— BRIEF —
Please render every item below as a two-column CSV with the headers text and answer, one row per item, putting each value in a single quoted field with line breaks replaced by spaces. Leave the pictures out.

(Region annotation items)
=-=-=
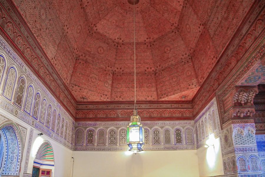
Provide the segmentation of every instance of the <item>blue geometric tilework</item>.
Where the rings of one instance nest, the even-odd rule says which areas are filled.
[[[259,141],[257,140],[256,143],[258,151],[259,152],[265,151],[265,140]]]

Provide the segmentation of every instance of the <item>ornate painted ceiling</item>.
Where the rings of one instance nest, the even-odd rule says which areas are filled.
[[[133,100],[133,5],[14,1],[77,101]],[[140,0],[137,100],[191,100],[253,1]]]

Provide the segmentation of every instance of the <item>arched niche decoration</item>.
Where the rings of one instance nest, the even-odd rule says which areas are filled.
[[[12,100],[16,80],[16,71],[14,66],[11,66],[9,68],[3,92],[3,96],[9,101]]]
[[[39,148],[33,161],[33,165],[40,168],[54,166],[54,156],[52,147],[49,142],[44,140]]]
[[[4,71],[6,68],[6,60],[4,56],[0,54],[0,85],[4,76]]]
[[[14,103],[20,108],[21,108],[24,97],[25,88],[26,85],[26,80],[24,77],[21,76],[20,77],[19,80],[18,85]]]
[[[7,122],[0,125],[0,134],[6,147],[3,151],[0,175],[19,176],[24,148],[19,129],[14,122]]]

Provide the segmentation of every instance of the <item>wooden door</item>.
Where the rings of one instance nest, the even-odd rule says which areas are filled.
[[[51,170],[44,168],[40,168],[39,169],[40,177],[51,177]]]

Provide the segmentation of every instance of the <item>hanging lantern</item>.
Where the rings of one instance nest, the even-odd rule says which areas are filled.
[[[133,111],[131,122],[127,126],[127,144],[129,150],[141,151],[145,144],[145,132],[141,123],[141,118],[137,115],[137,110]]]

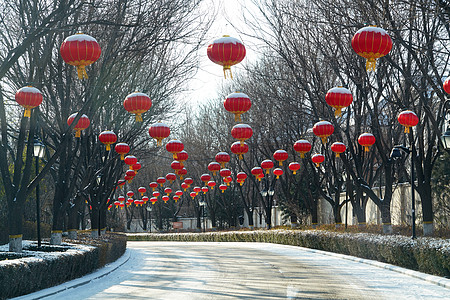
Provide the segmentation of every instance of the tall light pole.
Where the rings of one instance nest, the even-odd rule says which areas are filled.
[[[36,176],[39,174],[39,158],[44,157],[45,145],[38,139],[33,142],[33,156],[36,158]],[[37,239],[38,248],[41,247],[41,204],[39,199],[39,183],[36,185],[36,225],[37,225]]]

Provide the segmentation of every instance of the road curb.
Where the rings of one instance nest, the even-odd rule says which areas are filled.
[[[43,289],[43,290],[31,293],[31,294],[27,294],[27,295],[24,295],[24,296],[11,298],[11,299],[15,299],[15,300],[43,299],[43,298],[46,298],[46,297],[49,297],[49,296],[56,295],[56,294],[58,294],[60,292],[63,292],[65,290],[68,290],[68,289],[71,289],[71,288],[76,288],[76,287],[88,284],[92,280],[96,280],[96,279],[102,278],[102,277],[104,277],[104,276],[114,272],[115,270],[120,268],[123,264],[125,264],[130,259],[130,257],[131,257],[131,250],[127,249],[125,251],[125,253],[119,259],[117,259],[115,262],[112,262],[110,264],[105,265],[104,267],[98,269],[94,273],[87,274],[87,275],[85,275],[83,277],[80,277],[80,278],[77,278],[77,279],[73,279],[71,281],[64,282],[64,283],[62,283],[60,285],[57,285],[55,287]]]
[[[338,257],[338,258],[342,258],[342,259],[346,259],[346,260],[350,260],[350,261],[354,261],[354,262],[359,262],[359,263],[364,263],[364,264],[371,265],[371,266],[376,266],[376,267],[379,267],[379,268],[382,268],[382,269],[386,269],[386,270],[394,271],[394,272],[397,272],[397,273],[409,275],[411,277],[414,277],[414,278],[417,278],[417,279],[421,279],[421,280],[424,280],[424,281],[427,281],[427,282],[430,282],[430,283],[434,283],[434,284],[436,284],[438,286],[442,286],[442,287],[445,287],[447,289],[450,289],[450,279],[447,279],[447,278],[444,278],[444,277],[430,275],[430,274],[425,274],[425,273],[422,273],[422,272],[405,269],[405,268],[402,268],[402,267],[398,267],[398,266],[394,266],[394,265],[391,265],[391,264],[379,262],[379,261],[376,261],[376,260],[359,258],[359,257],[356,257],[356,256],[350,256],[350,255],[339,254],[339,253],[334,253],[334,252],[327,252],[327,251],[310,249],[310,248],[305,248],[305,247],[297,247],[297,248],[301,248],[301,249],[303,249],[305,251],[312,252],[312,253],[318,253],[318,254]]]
=-=-=
— TASK RESULT —
text,answer
"Provide the segmentation of every instance of the <item>blue geometric tilework</item>. Where the rings of one instance nest, the even-odd rule says which areas are filled.","[[[259,141],[257,140],[256,143],[258,151],[259,152],[265,151],[265,140]]]"
"Provide the segmentation of every instance of the <item>ornate painted ceiling</item>. Where the rings of one instance nest, the even-odd rule says which areas are filled.","[[[133,100],[133,5],[14,1],[77,101]],[[140,0],[137,100],[191,100],[253,1]]]"
"Provide the segmentation of every instance of the <item>arched niche decoration</item>. Where the rings of one instance nest, the even-odd rule says which areas are filled.","[[[12,100],[16,80],[16,71],[14,66],[11,66],[9,68],[3,92],[3,96],[9,101]]] [[[39,148],[33,161],[33,165],[40,168],[54,166],[54,156],[52,147],[49,142],[44,140]]] [[[4,71],[6,68],[6,60],[4,56],[0,54],[0,85],[4,76]]] [[[14,103],[20,108],[21,108],[24,97],[25,88],[26,85],[26,80],[24,77],[21,76],[20,77],[19,80],[18,85]]] [[[7,122],[0,125],[0,134],[6,147],[3,151],[0,175],[19,176],[24,148],[19,129],[14,122]]]"
"Provide the segmentation of every instance of the <item>wooden door</item>. Where the rings of one instance nest, the even-odd rule says which areas are filled.","[[[51,170],[44,168],[40,168],[39,169],[40,177],[51,177]]]"
"Provide the segmentation of every instance of the <item>hanging lantern</item>. Where the rings of one instance nest, the even-odd rule says which areas are filled.","[[[133,111],[131,122],[127,126],[127,144],[129,150],[141,151],[145,144],[145,132],[141,123],[141,118],[137,115],[137,110]]]"
"Provide the segmentation of every instance of the tall light pole. Where the rings of one instance nest, the even-odd rule says which areas are filled.","[[[36,176],[39,174],[39,158],[44,157],[45,145],[38,139],[33,142],[33,156],[36,158]],[[37,239],[38,248],[41,247],[41,204],[39,199],[39,183],[36,185],[36,225],[37,225]]]"
"Provide the segmentation of every instance of the road curb. Where the rings of one instance nest, the even-odd rule says which areas are filled.","[[[43,289],[43,290],[31,293],[31,294],[27,294],[27,295],[24,295],[24,296],[11,298],[11,299],[15,299],[15,300],[43,299],[43,298],[46,298],[46,297],[49,297],[49,296],[56,295],[56,294],[58,294],[60,292],[63,292],[65,290],[68,290],[68,289],[71,289],[71,288],[76,288],[76,287],[88,284],[92,280],[96,280],[96,279],[102,278],[102,277],[104,277],[104,276],[114,272],[115,270],[120,268],[123,264],[125,264],[130,259],[130,257],[131,257],[131,250],[127,249],[125,251],[125,253],[119,259],[117,259],[115,262],[112,262],[110,264],[105,265],[104,267],[98,269],[94,273],[87,274],[87,275],[85,275],[83,277],[80,277],[80,278],[77,278],[77,279],[73,279],[71,281],[64,282],[64,283],[62,283],[60,285],[57,285],[55,287]]] [[[338,257],[338,258],[342,258],[342,259],[346,259],[346,260],[350,260],[350,261],[354,261],[354,262],[359,262],[359,263],[364,263],[364,264],[371,265],[371,266],[376,266],[376,267],[379,267],[379,268],[382,268],[382,269],[386,269],[386,270],[394,271],[394,272],[397,272],[397,273],[409,275],[411,277],[414,277],[414,278],[417,278],[417,279],[421,279],[421,280],[424,280],[424,281],[427,281],[427,282],[430,282],[430,283],[434,283],[434,284],[436,284],[438,286],[442,286],[442,287],[445,287],[447,289],[450,289],[450,279],[447,279],[447,278],[444,278],[444,277],[430,275],[430,274],[425,274],[425,273],[422,273],[422,272],[405,269],[405,268],[402,268],[402,267],[398,267],[398,266],[394,266],[394,265],[391,265],[391,264],[379,262],[379,261],[376,261],[376,260],[359,258],[359,257],[356,257],[356,256],[350,256],[350,255],[339,254],[339,253],[334,253],[334,252],[327,252],[327,251],[310,249],[310,248],[305,248],[305,247],[297,247],[297,248],[301,248],[301,249],[303,249],[305,251],[312,252],[312,253],[318,253],[318,254]]]"